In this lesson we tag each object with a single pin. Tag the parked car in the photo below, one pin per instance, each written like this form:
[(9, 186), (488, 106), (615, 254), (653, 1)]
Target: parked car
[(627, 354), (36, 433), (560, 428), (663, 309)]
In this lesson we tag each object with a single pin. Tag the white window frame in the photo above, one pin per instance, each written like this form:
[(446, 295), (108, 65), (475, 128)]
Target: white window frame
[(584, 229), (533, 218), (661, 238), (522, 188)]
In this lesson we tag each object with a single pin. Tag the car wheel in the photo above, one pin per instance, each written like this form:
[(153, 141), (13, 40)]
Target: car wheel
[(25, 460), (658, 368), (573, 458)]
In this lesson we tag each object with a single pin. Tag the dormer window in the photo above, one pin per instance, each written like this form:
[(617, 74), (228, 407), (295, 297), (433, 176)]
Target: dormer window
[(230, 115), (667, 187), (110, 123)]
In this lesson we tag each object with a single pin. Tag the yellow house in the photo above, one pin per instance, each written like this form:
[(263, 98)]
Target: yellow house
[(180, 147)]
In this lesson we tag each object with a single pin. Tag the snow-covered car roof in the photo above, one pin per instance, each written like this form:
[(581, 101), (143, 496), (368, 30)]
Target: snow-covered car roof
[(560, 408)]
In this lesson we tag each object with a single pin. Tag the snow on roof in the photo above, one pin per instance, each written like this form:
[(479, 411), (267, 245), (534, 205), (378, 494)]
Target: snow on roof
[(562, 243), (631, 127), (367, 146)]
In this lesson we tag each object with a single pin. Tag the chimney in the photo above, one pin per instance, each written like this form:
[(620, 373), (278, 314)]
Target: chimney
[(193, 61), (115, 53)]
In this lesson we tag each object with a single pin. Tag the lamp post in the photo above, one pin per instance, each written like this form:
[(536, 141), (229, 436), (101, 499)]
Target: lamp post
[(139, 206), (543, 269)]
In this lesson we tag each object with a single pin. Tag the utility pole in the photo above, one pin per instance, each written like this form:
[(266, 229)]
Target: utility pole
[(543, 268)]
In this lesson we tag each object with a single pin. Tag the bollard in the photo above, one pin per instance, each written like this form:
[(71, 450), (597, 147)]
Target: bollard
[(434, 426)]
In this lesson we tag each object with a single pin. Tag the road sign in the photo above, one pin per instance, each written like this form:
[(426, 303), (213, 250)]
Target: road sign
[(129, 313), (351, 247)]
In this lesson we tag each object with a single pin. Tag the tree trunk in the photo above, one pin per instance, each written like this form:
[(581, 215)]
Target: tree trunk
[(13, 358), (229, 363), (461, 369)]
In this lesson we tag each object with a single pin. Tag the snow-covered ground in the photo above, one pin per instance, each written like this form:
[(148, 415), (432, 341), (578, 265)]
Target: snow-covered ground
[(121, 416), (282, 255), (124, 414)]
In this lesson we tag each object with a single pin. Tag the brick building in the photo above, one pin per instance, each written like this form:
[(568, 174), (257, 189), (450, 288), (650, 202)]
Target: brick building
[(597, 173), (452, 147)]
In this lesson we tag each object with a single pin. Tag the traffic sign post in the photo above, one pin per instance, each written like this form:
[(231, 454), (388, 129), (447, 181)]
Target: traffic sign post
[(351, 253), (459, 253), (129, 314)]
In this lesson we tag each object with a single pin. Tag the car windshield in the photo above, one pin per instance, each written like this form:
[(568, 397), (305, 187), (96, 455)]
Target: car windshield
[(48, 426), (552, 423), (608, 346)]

◆ ◆ ◆ ◆ ◆

Copy word for word the part of the items above that opens with the line containing "the snow-covered ground" and runs through the end of the items.

◆ **Answer to the exercise**
In this lesson we tag each object with a single pin. Tag the snow-covered ground in the photo above, one pin per instance, each written like this form:
[(148, 415), (432, 341), (578, 265)]
Target: snow-covered ground
[(121, 416), (282, 255), (124, 414)]
In this lesson we tag each object with a single pin. Tag the brick building in the photo above, one pin per instance, each written like this form:
[(568, 174), (257, 189), (450, 288), (650, 202)]
Target: brick building
[(597, 173), (452, 147)]
In this lesson we tag each object with a single pin. Tag the traffic sign post in the photo above, one pin per instance, each written like this form:
[(231, 454), (388, 129), (447, 181)]
Target: traffic sign post
[(351, 253), (459, 253), (129, 314)]
In this lesson we tag each object with a single pin. Tag the car windshield in the photo above, one pin per instance, each written like this form:
[(568, 397), (305, 187), (96, 455)]
Target: car windshield
[(48, 426), (552, 423), (608, 346)]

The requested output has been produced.